| WHAT NEEDS TO BE DONE |
Please return, with no alterations, the lines below from the very first through the one that contains "Mark a point on each instance of the stadium signage".

| INPUT FOR THIS TASK |
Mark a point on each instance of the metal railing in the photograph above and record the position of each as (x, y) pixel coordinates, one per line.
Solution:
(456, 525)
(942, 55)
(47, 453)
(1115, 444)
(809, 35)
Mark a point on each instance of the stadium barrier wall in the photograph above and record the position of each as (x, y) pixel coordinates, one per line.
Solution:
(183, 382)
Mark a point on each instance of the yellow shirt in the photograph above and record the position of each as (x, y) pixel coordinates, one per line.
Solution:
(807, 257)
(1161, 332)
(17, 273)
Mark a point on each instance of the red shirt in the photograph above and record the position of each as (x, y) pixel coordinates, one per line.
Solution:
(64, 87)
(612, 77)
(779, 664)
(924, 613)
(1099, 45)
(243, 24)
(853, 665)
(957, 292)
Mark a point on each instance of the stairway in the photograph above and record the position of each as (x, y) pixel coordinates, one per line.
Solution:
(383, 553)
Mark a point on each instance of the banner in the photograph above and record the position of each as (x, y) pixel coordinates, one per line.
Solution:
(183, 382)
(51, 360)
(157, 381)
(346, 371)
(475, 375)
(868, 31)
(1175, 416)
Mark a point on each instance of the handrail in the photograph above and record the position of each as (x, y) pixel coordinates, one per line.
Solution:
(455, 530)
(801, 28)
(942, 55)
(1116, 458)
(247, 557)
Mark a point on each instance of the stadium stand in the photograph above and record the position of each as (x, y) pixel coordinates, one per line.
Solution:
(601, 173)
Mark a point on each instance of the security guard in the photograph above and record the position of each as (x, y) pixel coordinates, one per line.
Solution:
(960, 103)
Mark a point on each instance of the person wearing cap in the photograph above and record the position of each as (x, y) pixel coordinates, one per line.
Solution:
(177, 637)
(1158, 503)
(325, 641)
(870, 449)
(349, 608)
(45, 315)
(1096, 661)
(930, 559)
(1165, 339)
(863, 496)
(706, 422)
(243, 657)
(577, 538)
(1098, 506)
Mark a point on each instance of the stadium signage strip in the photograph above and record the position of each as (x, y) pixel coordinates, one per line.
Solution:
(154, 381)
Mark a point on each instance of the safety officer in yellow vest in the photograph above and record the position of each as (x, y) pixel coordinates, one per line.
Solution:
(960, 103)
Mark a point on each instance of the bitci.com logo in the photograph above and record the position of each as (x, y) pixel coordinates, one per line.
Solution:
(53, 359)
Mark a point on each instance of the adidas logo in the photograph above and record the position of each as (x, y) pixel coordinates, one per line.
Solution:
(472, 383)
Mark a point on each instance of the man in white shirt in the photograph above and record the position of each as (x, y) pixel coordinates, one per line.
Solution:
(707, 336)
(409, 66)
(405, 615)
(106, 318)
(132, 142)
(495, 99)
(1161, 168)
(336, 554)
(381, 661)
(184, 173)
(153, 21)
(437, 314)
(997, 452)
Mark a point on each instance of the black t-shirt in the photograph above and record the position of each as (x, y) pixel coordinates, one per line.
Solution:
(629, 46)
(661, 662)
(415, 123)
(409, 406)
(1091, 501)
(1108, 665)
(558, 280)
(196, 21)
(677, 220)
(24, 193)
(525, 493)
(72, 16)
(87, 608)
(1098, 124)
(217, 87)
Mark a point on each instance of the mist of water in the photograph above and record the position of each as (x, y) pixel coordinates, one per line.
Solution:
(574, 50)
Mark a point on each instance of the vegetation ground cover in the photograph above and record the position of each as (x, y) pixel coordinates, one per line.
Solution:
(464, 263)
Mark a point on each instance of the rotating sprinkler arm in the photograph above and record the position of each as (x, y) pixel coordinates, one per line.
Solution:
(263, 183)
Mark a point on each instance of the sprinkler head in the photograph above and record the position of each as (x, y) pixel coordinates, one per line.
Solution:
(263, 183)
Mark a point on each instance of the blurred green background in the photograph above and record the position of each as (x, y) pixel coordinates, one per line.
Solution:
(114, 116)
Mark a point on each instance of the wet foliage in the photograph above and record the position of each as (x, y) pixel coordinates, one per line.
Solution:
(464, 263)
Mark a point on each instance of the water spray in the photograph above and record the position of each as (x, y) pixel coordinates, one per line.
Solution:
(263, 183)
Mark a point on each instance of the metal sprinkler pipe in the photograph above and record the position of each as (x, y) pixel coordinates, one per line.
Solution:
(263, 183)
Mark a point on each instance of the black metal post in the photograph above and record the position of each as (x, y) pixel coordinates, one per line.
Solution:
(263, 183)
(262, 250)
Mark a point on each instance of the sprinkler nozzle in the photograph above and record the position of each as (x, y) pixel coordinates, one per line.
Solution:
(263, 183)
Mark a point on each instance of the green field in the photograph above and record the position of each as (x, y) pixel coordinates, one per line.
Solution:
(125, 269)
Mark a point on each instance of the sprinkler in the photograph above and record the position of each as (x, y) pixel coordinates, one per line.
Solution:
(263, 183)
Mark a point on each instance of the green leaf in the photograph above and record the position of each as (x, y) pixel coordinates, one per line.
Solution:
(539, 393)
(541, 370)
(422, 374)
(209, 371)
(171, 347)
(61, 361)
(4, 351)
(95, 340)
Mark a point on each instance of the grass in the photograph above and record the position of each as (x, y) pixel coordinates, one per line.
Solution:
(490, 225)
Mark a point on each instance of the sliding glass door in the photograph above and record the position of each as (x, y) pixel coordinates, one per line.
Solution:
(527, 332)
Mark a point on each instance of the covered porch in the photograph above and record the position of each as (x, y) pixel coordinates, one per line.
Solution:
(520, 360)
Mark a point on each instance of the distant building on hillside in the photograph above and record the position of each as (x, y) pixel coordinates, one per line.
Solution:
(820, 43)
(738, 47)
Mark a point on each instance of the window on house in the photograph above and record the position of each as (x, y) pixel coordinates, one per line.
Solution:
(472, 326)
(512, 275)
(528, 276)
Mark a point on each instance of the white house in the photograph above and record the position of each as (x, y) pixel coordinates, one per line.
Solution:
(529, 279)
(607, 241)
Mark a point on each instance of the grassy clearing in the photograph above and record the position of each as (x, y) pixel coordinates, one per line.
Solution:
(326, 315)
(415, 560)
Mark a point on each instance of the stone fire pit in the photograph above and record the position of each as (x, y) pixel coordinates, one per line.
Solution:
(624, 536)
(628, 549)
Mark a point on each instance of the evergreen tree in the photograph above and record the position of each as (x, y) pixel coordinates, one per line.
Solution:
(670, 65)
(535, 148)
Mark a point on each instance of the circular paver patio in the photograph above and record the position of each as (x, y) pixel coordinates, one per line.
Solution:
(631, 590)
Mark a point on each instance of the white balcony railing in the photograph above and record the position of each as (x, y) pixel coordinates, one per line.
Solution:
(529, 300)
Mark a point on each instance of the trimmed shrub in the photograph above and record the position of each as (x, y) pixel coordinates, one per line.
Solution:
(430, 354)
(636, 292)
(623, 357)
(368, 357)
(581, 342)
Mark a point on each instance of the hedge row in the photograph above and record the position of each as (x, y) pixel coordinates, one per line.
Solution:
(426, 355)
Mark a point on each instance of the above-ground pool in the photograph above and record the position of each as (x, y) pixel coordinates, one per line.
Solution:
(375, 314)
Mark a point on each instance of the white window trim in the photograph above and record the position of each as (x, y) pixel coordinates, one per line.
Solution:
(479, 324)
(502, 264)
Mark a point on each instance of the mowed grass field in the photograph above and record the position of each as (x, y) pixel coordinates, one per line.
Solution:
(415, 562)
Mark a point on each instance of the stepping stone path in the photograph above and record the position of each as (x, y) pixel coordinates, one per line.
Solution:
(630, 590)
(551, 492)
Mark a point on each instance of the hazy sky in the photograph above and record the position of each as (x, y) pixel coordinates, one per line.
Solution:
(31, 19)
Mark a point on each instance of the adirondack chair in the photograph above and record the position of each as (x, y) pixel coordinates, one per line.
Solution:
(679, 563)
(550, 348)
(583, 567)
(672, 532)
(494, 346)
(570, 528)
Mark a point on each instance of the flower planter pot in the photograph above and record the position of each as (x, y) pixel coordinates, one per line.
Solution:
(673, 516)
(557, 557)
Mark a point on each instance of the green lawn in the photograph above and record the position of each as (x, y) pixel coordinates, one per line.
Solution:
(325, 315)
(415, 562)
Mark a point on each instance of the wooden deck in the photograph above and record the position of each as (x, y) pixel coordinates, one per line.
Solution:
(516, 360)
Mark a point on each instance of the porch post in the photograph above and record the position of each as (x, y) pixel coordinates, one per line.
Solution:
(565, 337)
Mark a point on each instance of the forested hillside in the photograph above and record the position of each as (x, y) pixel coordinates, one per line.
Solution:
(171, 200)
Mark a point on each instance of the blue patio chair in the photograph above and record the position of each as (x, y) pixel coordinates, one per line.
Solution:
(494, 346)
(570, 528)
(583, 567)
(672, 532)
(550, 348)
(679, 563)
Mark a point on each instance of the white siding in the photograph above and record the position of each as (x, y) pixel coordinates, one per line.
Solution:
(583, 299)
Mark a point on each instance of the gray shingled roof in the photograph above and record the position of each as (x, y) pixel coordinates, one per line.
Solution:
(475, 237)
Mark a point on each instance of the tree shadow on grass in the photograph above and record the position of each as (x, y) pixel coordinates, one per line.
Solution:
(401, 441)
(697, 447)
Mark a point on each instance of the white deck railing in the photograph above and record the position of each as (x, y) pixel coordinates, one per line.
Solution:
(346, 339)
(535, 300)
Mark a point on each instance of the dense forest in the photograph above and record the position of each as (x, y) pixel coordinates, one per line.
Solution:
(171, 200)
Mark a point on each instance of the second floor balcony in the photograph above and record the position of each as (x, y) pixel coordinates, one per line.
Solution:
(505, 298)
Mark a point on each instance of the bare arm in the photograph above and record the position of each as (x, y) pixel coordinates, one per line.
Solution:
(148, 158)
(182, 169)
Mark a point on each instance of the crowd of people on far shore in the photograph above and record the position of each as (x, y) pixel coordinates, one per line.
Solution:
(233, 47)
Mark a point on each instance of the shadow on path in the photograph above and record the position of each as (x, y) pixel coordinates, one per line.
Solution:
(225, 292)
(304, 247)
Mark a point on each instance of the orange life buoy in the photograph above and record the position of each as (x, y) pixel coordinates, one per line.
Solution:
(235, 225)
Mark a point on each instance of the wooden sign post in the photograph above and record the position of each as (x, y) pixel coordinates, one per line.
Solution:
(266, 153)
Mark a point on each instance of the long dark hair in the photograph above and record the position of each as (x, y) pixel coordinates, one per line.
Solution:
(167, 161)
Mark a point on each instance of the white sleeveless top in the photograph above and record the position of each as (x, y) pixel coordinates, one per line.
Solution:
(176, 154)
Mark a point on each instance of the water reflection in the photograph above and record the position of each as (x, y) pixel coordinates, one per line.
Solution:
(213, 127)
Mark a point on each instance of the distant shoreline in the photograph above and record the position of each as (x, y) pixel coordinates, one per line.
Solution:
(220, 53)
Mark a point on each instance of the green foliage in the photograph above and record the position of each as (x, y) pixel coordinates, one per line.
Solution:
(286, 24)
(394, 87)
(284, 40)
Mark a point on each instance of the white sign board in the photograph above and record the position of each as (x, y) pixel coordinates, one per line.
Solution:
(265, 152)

| THE ANSWER |
Mark a point on each instance of the metal railing in the photograph above and record the position of each as (x, y) pixel coordinates, one per line.
Solution:
(456, 525)
(942, 55)
(47, 453)
(1115, 444)
(809, 35)
Mark a point on each instance of the stadium barrier wall in the photograph above and record the position of each as (x, y) pixel coordinates, one per line.
Solution:
(183, 382)
Mark a point on each instance of the yellow shirt in the photograph above and record the position of each as (x, y) pixel coordinates, one per line.
Solution:
(807, 257)
(1161, 332)
(17, 273)
Mark a point on each instance of the red shirt in the photograph above and record the position of each as (x, y) pixel coordinates, one per line.
Solution:
(64, 87)
(612, 77)
(779, 664)
(924, 613)
(1099, 45)
(243, 24)
(853, 665)
(957, 292)
Mark a point on each instance of the stairway in the photograph above and record the position of each as (x, y) pixel coordinates, one per line.
Solution:
(383, 553)
Mark a point on each instance of the banner in the photograph above and record the position of each as (x, y) pixel coordinates, one per line.
Solution:
(183, 382)
(51, 360)
(157, 381)
(346, 371)
(475, 375)
(868, 31)
(1175, 416)
Mark a point on each instance of the handrail in the photograph above and record the position of each as (x, y) pixel coordinates, one per line.
Solution:
(455, 530)
(801, 28)
(942, 55)
(1116, 458)
(247, 557)
Mark a point on each instance of the stadium stand in the photograph above and record the position of each as (x, y) pixel coordinates, one per line.
Solution:
(601, 173)
Mark a point on each instance of the security guard in the photograph above and record the position of each as (x, y) pixel coordinates, one per line.
Solution:
(960, 103)
Mark a point on each instance of the person wearing cap in the photograph above and record the position of each as (x, y) pixel coordinates, one per line.
Solution:
(177, 637)
(1158, 503)
(325, 641)
(870, 449)
(349, 608)
(45, 315)
(1096, 661)
(930, 559)
(1165, 339)
(863, 496)
(706, 422)
(243, 657)
(577, 538)
(1098, 506)
Mark a point on each instance of the stadium signage strip in the photograph above and record the position of each as (x, y) pixel coordinates, one per line.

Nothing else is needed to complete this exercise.